Passage for review Block Start

Rewire Your Brain for Better Relationships
Dr. Amy Banks studies love. More specifically, she studies relational neuroscience. She recently published a book entitled, “4 ways to click: Rewire Your Brain for Stronger, More Rewarding Relationships“. A former Harvard professor of psychiatry, Dr. Banks cites her major findings in the realm of love:
1. It’s not actually as important to have a strong sense of self as it is to have a significant other.
2. The woman who ALWAYS chooses the wrong guy isn’t weak. A bad relationship reprograms your neuropathways to seek out similar relationships in the future. She needs to recondition her brain – not just to take a good hard look in the mirror.
Learn more about what Dr. Banks had to say about building better relationships in the highlights of our radio interview below.
Sandy: You begin your book by saying that we need relationships, and that conventional therapy has done a disservice by making people too independent. Can you explain what you mean by that? Amy: We are in a culture that undermines relationships. We are well separated and individuated, which creates the illusion that we can be perfect alone, and that relationships are nice but not necessary. It’s a huge myth that undermines everyone’s pathways to relationship. Sandy: You point out that “our relationships live within us”—i.e., people enter into relationships with a long history of past relationships. If you haven’t had the healthiest past relationships, are you bound to repeat history? Amy: No relational template determines your future relationship. Identify the qualities of a healthy relationship and the qualities in relationships that you have right now. By doing the C.A.R.E. assessment in the book, you’ll see the stamp of your relationships. If your story has been, “I can’t trust” or “I have a hard time reading people”, that’s what you’ve attracted in the past. The pathways are flexible and you can change them with the right guidance.

Passage for review Block End
Input data Block Start

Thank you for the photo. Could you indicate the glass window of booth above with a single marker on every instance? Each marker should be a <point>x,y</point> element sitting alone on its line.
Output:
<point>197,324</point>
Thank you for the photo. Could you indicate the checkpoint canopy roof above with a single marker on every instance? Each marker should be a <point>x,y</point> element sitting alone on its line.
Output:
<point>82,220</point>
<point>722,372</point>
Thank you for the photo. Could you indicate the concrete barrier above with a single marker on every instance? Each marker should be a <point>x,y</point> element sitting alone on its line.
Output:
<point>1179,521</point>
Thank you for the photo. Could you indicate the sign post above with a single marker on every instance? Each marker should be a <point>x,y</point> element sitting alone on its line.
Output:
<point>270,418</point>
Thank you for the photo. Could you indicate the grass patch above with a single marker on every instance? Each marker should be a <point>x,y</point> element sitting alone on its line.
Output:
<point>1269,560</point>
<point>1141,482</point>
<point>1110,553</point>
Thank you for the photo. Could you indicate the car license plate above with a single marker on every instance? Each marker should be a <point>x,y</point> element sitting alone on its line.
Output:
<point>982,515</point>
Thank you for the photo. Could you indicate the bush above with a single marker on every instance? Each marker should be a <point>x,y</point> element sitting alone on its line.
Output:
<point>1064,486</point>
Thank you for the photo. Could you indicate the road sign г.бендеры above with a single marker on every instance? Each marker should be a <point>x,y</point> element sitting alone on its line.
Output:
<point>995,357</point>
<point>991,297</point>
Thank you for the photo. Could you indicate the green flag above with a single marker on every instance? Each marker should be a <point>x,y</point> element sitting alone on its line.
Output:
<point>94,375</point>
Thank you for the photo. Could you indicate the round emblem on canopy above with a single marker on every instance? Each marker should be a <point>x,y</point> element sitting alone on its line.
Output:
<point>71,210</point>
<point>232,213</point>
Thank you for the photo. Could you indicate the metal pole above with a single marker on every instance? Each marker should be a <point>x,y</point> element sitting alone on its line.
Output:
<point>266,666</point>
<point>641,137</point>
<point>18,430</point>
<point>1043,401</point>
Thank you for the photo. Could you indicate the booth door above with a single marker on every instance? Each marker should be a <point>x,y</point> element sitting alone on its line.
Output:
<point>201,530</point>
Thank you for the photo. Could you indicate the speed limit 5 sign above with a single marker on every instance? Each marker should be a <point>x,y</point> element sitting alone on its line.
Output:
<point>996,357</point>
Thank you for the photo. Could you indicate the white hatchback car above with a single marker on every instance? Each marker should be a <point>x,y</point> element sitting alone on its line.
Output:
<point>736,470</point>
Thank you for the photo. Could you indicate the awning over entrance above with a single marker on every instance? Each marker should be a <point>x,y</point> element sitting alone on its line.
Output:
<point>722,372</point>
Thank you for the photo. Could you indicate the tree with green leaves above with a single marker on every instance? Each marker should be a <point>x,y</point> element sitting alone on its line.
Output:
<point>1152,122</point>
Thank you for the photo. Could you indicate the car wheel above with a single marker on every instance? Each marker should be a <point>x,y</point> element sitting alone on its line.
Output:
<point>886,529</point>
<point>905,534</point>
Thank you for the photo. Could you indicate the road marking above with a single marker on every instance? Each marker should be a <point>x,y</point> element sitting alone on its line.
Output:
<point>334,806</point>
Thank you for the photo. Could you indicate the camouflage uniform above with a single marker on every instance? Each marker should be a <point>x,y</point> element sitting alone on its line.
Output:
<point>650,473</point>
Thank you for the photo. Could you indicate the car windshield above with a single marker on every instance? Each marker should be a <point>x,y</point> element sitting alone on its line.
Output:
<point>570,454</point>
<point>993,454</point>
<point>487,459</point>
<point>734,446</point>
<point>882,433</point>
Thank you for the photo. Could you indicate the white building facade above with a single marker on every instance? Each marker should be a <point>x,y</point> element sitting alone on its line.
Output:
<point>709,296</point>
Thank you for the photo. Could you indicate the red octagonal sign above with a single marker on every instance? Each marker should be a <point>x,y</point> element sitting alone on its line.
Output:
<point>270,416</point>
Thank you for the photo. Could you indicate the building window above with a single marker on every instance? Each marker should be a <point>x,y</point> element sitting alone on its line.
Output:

Input data Block End

▸ Required work: List every phrase that appears inside quotation marks in the text on rewiring your brain for better relationships. Nothing in the records is needed here.

▸ Answer space:
- "4 ways to click: Rewire Your Brain for Stronger, More Rewarding Relationships"
- "our relationships live within us"
- "I can't trust"
- "I have a hard time reading people"